— START OF Recorded data —
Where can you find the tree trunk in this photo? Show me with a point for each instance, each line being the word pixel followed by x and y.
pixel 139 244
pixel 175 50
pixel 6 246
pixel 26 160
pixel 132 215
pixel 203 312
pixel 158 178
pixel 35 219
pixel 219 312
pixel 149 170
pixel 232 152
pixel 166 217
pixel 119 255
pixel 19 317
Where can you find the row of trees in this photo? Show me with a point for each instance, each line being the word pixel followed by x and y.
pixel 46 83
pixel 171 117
— END OF Recorded data —
* [Task goal]:
Recast the data above as a Markdown table with the columns Row and Line, with each line numbered in order and blank lines left out.

* [Solution for this problem]:
| Row | Line |
|---|---|
| 1 | Where can you find the tree trunk in this photo? Show me with a point for each instance, each line being the word pixel followed by x and y. |
| 2 | pixel 139 244 |
| 3 | pixel 175 50 |
| 4 | pixel 6 246 |
| 5 | pixel 26 160 |
| 6 | pixel 132 215 |
| 7 | pixel 203 312 |
| 8 | pixel 158 178 |
| 9 | pixel 35 219 |
| 10 | pixel 219 312 |
| 11 | pixel 149 170 |
| 12 | pixel 232 152 |
| 13 | pixel 166 217 |
| 14 | pixel 119 255 |
| 15 | pixel 19 317 |
| 16 | Where can you find the row of trees in this photo? Show me with a point for each instance, each line being the word pixel followed by x and y. |
| 17 | pixel 46 83 |
| 18 | pixel 171 117 |